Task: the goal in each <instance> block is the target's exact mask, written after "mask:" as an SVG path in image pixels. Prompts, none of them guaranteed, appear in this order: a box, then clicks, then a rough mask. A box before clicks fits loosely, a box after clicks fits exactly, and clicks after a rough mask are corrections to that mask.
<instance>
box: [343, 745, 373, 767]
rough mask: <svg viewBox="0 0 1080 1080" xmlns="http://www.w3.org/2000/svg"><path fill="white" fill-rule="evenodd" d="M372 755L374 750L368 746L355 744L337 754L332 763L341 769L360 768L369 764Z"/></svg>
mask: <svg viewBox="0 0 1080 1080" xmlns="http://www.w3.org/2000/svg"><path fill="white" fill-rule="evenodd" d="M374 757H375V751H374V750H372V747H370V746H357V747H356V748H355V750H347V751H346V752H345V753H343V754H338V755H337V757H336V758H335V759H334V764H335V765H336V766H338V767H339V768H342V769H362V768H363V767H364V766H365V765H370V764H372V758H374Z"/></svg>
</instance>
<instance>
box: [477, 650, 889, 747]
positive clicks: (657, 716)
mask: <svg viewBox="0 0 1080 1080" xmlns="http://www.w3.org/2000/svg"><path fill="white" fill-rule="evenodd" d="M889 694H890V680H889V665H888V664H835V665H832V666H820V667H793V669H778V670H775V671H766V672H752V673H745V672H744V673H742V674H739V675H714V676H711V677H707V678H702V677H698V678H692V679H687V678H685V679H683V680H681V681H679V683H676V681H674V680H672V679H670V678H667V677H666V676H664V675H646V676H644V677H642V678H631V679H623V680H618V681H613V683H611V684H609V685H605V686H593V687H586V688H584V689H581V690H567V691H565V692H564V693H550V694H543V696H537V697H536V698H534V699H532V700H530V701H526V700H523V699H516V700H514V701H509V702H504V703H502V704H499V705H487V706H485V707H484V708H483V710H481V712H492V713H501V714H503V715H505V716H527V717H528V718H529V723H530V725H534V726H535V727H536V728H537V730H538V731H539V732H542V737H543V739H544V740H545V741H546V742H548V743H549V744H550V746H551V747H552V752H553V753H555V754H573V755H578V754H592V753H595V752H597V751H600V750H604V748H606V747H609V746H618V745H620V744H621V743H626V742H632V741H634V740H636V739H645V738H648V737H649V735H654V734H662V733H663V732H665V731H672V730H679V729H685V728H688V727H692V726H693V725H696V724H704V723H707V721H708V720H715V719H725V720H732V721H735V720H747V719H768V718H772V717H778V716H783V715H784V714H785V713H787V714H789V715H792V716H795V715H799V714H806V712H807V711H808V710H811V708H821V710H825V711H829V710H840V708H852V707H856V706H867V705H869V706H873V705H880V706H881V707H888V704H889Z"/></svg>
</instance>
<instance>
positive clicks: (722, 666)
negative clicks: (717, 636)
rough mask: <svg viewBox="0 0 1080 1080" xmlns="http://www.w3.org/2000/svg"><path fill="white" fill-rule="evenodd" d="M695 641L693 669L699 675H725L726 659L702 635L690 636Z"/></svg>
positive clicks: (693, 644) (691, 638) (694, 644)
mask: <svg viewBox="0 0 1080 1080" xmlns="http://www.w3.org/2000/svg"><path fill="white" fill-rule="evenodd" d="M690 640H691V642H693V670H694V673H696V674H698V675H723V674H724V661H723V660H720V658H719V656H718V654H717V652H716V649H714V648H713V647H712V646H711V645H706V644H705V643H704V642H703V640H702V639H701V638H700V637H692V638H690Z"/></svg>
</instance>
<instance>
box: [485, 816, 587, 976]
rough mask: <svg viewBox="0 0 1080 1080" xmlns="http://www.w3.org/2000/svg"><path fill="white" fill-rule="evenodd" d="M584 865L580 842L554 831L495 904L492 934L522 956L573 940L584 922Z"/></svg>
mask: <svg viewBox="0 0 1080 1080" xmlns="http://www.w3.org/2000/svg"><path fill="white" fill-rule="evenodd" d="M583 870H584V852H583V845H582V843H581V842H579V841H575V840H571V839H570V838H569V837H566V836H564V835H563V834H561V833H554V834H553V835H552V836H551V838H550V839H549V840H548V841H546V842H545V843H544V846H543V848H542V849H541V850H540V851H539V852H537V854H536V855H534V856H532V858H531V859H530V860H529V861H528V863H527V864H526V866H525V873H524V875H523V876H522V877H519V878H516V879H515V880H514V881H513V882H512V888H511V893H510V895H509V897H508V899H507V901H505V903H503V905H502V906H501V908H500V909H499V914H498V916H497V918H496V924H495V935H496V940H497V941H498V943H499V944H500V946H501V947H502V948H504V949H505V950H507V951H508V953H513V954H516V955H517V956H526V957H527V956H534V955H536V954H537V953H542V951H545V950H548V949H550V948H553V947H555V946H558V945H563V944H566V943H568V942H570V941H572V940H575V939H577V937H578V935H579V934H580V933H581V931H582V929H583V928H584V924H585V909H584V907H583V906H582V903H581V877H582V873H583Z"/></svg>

Your instructions ::
What are the lines, exactly as written above, from the line with "positive clicks: (722, 666)" to the line with "641L693 669L699 675H725L726", both included? Output only those.

Reply ::
positive clicks: (722, 666)
negative clicks: (717, 636)
rough mask: <svg viewBox="0 0 1080 1080" xmlns="http://www.w3.org/2000/svg"><path fill="white" fill-rule="evenodd" d="M695 641L693 669L699 675H725L726 659L702 635L690 636Z"/></svg>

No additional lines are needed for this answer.